%%

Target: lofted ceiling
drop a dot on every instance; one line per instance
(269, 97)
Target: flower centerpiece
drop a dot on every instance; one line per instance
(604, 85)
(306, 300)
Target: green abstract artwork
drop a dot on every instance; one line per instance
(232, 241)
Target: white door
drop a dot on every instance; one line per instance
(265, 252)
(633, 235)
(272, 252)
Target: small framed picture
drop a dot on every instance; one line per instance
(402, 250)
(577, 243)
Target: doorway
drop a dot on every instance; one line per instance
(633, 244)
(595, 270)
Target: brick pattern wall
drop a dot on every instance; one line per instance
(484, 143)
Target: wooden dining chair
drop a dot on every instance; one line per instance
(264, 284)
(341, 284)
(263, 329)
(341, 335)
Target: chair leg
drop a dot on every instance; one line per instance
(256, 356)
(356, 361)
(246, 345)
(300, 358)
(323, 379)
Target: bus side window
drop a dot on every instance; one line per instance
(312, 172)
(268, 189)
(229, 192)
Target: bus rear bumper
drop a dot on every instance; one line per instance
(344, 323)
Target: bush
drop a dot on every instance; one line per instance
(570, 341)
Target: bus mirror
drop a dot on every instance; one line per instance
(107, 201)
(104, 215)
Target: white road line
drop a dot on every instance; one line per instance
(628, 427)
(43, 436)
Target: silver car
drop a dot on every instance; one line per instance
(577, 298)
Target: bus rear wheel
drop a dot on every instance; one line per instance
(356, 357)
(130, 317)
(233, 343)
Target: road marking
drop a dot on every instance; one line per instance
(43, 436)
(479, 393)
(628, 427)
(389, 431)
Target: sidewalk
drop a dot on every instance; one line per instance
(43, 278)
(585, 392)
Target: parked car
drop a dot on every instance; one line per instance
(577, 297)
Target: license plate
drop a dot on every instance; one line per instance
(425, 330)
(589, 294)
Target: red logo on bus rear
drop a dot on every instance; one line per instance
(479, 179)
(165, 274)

%%

* _Your assignment_
Return the material exactly as it stands above, but only from its first line to the line containing "Target: chair leg", both ends included.

* _Written response_
Target: lofted ceiling
drop a dot on every instance; one line per instance
(269, 97)
Target: flower centerpiece
drop a dot on every instance; one line per instance
(604, 85)
(306, 300)
Target: green abstract artwork
drop a dot on every instance; one line per instance
(232, 241)
Target: white door
drop a dot on every instance; one line per instance
(265, 252)
(633, 235)
(272, 252)
Target: small framed picture
drop a dot on every instance; one line per instance
(402, 250)
(577, 243)
Target: doorway
drop a dot on every instance; one line per instance
(633, 244)
(595, 270)
Target: brick pattern wall
drop a dot on every instance; one line per instance
(484, 143)
Target: wooden dining chair
drop a dot on every instance; one line per instance
(264, 284)
(341, 284)
(263, 329)
(341, 335)
Target: chair leg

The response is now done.